Text section ▸
══════════════════════════════

'Cutting' edge: Robots now assisting some Sanford surgeons with precision surgery
FARGO, N.D. — Roger Peterson, 69, is fresh off a June 1 knee replacement and working hard at his physical therapy session. Before surgery, it was difficult for him to even take a few steps.
"I'd walk, and it'd take me two or three days to recover from just walking," said Peterson.
Usually, a knee replacement can take weeks, even months to recover from, but for Peterson, it's a different story.
"Since the first day, I have not used a walker, a cane, crutches or anything," he said.
Peterson's remarkable recovery is, in part, due to a new type of minimally-invasive surgery that requires the tiniest of incisions and a cutting-edge assistant named ROSA.
ROSA is a robotic surgical assistant that guides surgeons, helping them make exact measurements during surgery.
"You can put it (the knee replacement instrument) in and it can be too tight or too loose, and for all our patients, we want it to be just right," said University of North Dakota Professor and Orthopedic Surgeon Dr. Todd Sekundiak. "This robotic surgery allows us to kind of customize it to make sure we match that implant to that patient specifically."
This doesn't mean the robot is in control of the surgery — that is still in the hands of the surgeon — but it is intended to provide precise assistance.
According to information provided by Sanford, once the instrument is placed inside the patient, the console of the ROSA allows the surgeon a 3D view of the working space, magnified and enhanced. From the console, the surgeon controls the movements of the robotic arms and instruments that work on the patient. ROSA's helping hands aren't just for knee replacement surgeries, though. It helps with a variety of surgeries.

══════════════════════════════

Required tasks ▸
• 1. In the robotic surgery article, on what date did Roger Peterson have his knee replacement?
• 2. Please write the next few sentences of the robotic surgery article, picking up after its last sentence.
The material after this point comes from a different source than the robotic surgery article.

══════════════════════════════

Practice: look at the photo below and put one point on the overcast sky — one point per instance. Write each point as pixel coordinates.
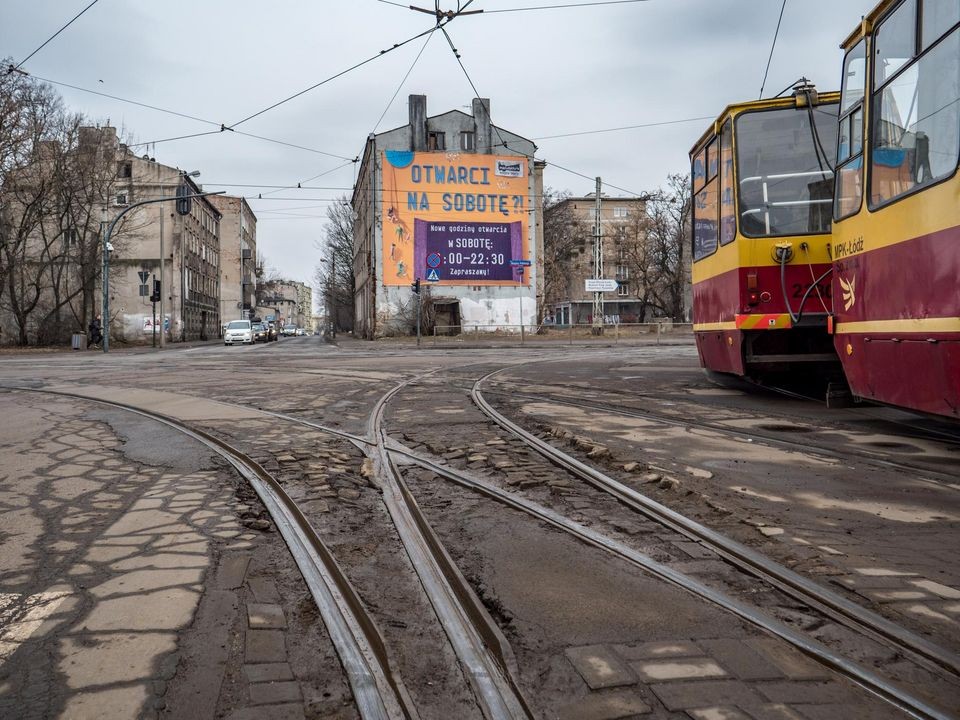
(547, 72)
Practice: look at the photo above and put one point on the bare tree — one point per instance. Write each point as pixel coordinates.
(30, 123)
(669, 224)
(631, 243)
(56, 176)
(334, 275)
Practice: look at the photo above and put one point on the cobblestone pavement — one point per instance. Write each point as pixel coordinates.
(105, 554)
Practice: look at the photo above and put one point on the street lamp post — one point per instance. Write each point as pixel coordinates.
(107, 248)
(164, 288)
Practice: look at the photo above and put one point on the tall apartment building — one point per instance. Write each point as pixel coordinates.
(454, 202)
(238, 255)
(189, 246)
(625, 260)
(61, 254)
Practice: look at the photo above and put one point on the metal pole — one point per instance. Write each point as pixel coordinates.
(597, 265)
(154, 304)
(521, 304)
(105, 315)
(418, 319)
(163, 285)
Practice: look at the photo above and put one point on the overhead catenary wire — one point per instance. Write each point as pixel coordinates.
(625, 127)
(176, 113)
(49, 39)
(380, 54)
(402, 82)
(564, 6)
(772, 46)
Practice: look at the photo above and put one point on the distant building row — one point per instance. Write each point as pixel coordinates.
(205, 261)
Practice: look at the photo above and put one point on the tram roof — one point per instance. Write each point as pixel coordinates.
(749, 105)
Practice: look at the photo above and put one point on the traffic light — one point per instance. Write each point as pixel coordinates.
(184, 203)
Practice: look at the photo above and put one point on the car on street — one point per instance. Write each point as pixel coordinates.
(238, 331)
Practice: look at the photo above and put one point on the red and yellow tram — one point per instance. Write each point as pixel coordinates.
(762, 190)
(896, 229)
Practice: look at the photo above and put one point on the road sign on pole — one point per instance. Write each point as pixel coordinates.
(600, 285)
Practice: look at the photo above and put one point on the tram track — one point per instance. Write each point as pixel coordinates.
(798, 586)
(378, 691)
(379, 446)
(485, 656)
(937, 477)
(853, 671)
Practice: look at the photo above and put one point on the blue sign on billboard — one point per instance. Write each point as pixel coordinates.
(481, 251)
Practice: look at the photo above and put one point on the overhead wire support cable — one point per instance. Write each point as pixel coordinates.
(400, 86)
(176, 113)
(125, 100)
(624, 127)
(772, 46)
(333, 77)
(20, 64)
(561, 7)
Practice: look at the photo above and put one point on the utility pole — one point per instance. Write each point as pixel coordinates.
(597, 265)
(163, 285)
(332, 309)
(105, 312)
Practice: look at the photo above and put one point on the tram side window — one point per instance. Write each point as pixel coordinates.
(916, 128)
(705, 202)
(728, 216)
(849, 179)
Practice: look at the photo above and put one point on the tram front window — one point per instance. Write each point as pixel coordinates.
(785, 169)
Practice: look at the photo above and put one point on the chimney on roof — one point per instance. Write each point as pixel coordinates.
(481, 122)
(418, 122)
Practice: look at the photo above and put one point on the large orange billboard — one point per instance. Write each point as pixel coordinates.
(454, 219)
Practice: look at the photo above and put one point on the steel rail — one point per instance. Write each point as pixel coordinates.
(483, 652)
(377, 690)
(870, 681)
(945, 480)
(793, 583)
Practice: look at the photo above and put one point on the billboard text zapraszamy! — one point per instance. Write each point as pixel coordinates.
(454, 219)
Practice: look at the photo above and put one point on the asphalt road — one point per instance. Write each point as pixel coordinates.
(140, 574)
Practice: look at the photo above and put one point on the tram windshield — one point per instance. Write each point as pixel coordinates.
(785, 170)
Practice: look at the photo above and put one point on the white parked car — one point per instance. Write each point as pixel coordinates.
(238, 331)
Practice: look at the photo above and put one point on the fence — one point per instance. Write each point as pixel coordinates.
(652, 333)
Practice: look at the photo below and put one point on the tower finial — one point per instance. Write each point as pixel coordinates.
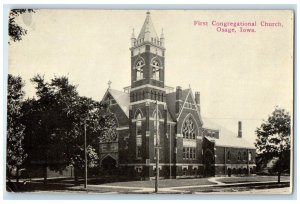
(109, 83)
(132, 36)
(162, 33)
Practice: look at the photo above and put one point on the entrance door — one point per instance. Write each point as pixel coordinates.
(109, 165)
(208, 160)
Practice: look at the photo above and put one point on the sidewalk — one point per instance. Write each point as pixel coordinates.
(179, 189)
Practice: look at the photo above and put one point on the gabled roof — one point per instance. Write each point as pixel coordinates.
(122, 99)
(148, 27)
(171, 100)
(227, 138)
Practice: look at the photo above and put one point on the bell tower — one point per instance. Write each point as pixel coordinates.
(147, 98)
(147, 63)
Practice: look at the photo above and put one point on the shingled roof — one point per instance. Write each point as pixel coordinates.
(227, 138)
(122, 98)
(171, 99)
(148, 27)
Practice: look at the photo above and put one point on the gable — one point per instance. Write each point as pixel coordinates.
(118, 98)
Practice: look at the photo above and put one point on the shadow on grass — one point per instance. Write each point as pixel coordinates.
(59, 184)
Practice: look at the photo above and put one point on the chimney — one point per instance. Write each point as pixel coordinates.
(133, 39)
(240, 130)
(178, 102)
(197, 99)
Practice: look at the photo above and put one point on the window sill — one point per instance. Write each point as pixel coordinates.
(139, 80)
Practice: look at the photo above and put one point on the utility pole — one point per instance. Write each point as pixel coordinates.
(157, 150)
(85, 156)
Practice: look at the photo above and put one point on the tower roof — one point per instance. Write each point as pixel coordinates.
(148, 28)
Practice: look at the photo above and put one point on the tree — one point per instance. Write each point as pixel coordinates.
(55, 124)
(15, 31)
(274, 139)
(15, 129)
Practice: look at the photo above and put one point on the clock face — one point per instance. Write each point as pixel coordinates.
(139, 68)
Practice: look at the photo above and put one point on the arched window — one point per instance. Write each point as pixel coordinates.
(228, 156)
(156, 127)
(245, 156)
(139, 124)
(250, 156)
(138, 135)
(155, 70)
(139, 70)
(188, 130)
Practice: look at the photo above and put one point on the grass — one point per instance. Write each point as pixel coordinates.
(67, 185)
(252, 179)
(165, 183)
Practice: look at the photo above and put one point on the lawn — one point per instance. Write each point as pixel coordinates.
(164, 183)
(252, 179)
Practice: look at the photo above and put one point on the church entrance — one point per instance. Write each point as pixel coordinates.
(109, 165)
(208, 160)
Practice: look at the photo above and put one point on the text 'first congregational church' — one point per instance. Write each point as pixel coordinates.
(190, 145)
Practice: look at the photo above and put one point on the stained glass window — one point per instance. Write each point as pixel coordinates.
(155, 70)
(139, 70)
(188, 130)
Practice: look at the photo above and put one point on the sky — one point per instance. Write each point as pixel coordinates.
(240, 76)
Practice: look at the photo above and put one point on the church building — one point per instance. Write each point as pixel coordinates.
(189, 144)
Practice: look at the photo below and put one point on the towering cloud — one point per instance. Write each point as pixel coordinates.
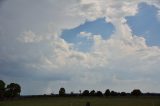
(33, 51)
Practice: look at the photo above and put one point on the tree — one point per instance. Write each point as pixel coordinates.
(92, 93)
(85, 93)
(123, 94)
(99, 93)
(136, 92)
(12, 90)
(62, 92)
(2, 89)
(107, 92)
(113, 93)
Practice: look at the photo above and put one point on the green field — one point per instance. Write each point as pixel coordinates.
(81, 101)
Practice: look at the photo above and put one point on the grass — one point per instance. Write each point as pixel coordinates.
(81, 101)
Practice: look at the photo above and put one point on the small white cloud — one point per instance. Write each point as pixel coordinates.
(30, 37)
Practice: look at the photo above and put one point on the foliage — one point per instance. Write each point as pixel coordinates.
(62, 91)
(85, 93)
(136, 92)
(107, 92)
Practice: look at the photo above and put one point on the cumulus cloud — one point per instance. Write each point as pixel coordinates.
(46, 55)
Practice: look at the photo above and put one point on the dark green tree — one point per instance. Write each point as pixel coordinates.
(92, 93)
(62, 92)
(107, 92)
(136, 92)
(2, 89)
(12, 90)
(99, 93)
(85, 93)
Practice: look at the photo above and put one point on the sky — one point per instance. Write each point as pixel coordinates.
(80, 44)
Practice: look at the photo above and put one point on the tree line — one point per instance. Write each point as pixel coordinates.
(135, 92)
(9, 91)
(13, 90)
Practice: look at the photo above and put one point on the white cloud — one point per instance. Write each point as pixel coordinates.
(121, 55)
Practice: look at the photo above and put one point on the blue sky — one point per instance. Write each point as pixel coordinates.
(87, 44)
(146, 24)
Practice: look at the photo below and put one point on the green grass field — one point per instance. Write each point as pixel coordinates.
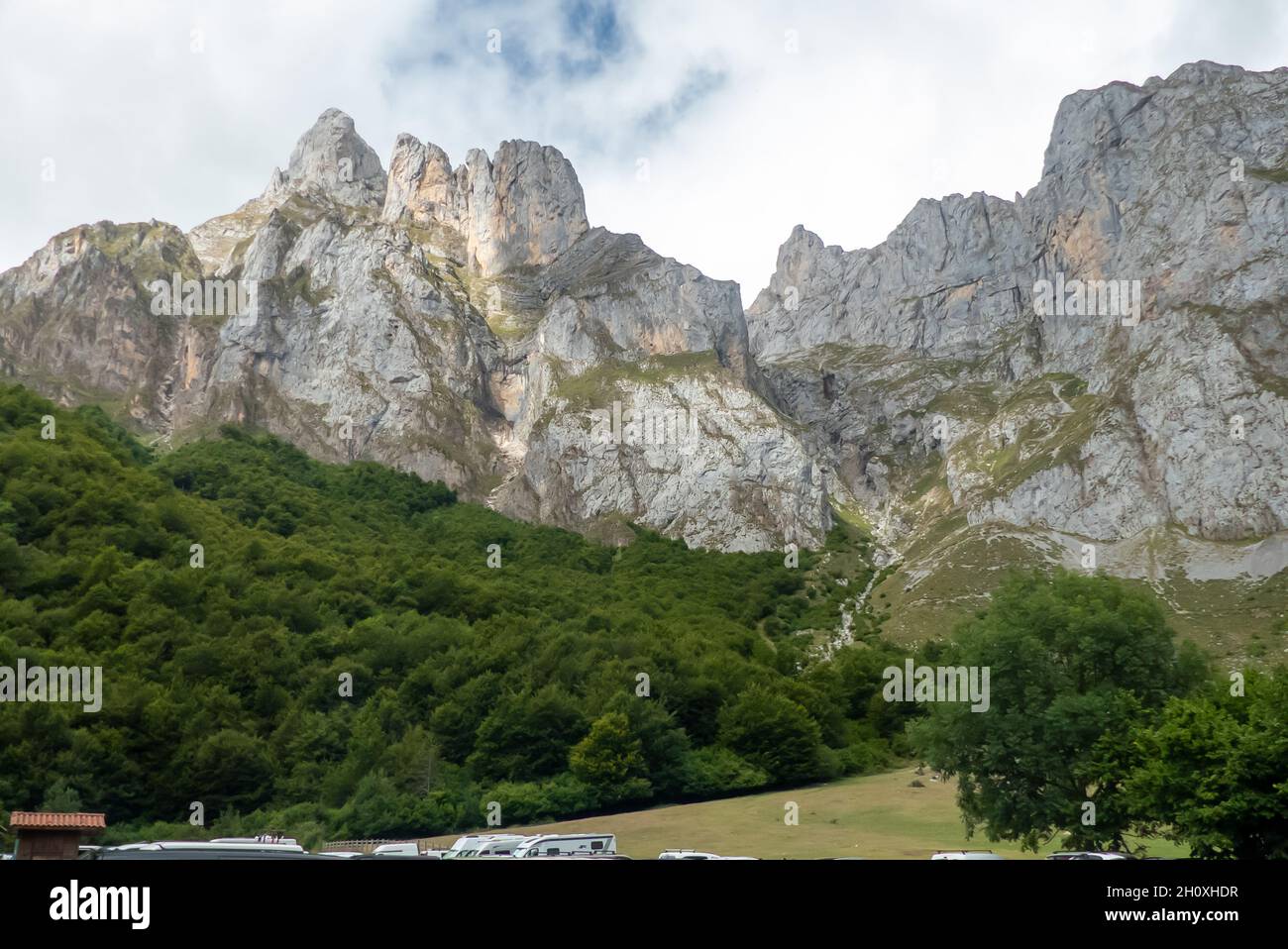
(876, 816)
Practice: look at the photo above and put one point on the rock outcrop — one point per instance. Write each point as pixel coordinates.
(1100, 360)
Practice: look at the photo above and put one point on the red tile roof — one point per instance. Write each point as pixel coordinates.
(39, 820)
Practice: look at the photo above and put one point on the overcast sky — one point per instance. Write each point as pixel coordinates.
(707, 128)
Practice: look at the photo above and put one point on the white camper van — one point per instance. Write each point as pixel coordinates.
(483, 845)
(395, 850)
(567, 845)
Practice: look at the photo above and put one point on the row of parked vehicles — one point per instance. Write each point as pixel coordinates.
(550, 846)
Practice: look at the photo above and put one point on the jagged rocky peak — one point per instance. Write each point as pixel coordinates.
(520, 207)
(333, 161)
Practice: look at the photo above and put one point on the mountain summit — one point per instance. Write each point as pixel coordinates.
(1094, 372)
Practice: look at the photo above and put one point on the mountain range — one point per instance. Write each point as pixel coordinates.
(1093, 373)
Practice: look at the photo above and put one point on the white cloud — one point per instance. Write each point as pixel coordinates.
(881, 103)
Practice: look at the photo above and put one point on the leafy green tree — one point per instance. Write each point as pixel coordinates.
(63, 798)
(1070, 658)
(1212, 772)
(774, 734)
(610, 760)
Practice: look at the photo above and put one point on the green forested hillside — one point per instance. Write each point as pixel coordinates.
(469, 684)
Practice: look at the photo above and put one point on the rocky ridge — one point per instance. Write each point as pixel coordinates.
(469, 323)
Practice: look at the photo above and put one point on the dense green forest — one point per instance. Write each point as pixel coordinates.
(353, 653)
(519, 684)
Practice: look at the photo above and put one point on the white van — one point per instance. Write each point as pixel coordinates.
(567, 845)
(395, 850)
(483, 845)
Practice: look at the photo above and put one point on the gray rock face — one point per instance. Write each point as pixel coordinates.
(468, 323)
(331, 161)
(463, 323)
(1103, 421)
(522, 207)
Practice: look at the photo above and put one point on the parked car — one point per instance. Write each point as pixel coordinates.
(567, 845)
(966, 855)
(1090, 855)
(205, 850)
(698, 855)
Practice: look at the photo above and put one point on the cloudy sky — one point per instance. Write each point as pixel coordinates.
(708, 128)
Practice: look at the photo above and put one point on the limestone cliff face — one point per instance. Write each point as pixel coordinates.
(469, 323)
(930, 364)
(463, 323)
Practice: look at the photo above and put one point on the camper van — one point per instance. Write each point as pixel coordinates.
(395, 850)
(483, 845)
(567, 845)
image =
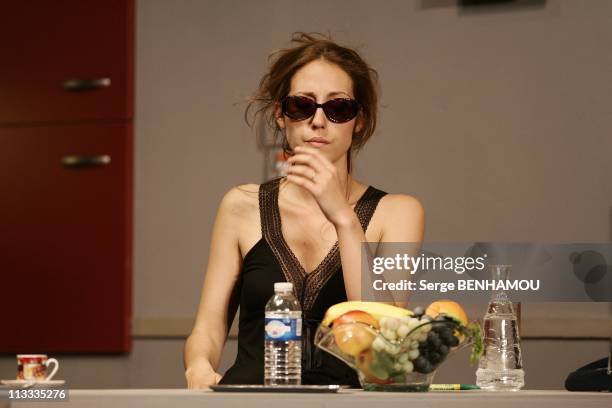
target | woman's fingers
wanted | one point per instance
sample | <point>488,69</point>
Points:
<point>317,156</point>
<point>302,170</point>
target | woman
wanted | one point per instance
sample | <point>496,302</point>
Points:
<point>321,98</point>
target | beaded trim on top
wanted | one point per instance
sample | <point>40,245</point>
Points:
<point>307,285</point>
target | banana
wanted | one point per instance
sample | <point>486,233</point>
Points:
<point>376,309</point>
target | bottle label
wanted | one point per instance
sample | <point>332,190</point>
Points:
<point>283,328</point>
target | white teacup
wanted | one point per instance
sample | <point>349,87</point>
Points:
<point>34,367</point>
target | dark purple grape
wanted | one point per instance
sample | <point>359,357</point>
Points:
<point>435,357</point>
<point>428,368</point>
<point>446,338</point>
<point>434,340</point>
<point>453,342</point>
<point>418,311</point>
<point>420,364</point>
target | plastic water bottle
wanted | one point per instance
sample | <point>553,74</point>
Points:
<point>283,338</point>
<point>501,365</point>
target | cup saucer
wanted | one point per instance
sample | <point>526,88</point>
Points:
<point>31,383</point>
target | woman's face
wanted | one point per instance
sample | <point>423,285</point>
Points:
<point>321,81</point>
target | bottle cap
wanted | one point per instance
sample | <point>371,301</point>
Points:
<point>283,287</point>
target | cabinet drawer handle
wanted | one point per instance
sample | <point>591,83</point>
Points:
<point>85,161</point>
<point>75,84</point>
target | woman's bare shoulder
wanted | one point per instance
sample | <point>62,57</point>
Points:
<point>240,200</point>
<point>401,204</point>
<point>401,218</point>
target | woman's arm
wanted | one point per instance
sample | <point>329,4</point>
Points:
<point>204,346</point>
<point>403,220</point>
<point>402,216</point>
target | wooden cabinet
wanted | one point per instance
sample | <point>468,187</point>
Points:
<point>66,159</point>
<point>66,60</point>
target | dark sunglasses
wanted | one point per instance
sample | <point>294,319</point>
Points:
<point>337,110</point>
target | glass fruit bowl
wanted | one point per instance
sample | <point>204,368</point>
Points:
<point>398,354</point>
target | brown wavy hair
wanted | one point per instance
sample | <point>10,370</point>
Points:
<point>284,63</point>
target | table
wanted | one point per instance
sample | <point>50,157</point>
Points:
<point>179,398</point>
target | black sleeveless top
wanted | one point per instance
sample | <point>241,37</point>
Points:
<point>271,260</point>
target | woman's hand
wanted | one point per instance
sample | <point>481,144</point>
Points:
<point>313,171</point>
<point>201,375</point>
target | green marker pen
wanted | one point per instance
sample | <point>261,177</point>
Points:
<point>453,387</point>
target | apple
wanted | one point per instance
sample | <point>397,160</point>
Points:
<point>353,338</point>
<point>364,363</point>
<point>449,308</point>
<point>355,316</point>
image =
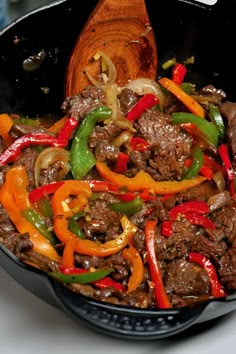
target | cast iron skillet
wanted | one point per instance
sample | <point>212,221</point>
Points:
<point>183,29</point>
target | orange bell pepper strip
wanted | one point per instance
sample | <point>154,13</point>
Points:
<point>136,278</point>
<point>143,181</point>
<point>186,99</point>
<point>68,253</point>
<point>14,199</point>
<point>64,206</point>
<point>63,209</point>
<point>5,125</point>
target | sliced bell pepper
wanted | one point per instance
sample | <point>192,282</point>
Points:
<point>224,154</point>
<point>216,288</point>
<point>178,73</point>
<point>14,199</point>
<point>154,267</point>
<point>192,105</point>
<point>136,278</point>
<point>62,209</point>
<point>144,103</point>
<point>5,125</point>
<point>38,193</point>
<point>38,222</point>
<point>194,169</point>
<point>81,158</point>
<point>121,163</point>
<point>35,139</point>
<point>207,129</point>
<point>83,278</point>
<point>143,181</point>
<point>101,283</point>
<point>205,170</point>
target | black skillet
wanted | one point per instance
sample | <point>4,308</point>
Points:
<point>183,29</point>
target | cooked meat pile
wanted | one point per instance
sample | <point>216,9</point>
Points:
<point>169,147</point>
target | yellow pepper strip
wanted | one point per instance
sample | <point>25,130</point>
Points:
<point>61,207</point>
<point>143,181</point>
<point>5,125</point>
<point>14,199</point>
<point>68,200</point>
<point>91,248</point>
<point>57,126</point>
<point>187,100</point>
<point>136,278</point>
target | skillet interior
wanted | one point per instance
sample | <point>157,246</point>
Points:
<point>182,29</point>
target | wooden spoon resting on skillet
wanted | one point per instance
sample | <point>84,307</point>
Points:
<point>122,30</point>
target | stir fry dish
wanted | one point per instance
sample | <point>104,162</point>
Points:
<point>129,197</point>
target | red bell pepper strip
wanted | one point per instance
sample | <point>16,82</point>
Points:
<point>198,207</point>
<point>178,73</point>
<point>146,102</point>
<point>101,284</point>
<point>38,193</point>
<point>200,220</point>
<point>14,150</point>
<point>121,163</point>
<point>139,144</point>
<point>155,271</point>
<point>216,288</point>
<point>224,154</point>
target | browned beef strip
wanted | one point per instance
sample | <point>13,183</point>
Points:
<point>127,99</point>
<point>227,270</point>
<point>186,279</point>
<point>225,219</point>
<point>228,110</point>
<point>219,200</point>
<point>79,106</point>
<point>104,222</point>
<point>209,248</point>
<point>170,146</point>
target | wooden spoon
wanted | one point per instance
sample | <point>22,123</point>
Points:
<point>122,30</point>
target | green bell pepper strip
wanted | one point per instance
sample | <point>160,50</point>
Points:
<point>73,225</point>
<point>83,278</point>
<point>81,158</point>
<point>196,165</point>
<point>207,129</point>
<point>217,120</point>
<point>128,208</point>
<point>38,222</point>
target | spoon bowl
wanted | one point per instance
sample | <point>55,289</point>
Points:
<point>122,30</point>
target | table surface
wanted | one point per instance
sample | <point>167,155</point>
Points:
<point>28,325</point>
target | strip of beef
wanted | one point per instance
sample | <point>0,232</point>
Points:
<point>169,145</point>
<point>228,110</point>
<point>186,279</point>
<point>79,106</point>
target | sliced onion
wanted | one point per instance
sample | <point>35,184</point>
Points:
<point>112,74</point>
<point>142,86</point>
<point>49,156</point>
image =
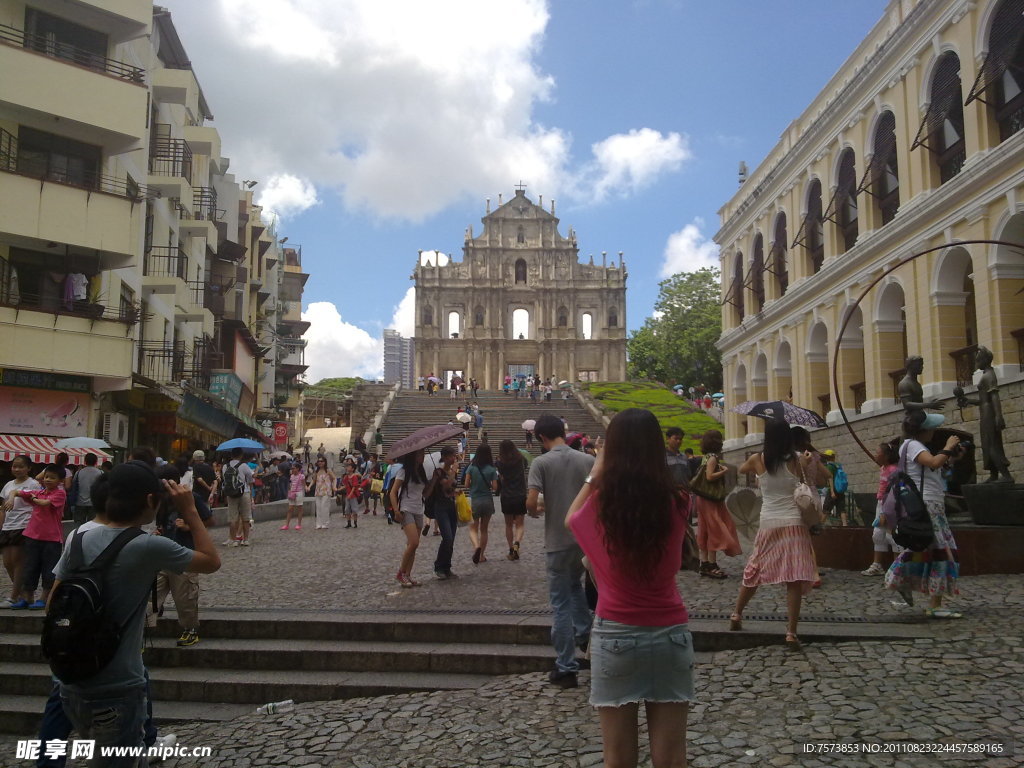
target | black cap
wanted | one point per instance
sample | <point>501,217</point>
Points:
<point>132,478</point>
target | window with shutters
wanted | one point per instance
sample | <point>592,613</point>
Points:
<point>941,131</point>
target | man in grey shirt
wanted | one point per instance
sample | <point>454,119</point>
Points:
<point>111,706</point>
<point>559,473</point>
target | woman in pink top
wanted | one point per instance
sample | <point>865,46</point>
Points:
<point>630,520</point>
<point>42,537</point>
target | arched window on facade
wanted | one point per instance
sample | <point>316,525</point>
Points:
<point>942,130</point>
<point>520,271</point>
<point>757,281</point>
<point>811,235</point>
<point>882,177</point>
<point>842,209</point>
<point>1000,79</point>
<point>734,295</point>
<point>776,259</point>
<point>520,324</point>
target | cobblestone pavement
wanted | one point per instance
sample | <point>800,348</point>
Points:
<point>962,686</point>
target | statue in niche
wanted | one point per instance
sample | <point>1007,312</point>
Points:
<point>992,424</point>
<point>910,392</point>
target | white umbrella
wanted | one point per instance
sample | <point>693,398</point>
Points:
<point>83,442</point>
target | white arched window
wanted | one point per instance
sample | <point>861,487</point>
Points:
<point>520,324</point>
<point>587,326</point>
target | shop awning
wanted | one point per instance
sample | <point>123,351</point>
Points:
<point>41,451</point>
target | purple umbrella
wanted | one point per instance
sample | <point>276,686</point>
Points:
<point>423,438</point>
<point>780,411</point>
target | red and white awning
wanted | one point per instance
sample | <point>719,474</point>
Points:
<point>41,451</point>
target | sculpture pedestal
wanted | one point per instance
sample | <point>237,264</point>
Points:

══════════════════════════════

Outputs by task ▸
• 1. June 1

• 2.
With ROSA's superior visualization, the goal is to be so accurate that it leaves patients feeling like they never had surgery in the first place.
Peterson said he almost feels as good as new.
"The last two weeks I think I'm walking like normal, and I get no stiffness almost anywhere," he said.
Dr. Sekundiak said ROSA helps surgeons be almost perfect, and he says it'll help make lives easier for patients.
"That makes your ability to climb easier, makes you able to squat and pick up your grandkid easier, and it allows you to even play sporting activities, whether it's golf, tennis . . . any type of those activities," he said.
As medical professionals monitor ROSA's handiwork in the future, Sekundiak said this could possibly eliminate the need for another knee replacement later on, so people like Peterson can get back to normal as quickly as possible.
"I think within a month I think I probably could be jogging, and I think I can be walking 18 holes of golf," Peterson said.
Sanford said this technology could eventually be the standard care for patients in the future, although a statement on the procedure said surgeries are assessed on a "case-by-case basis, and the surgeon needs to have a conversation to discuss risks and benefits of any proposed surgery."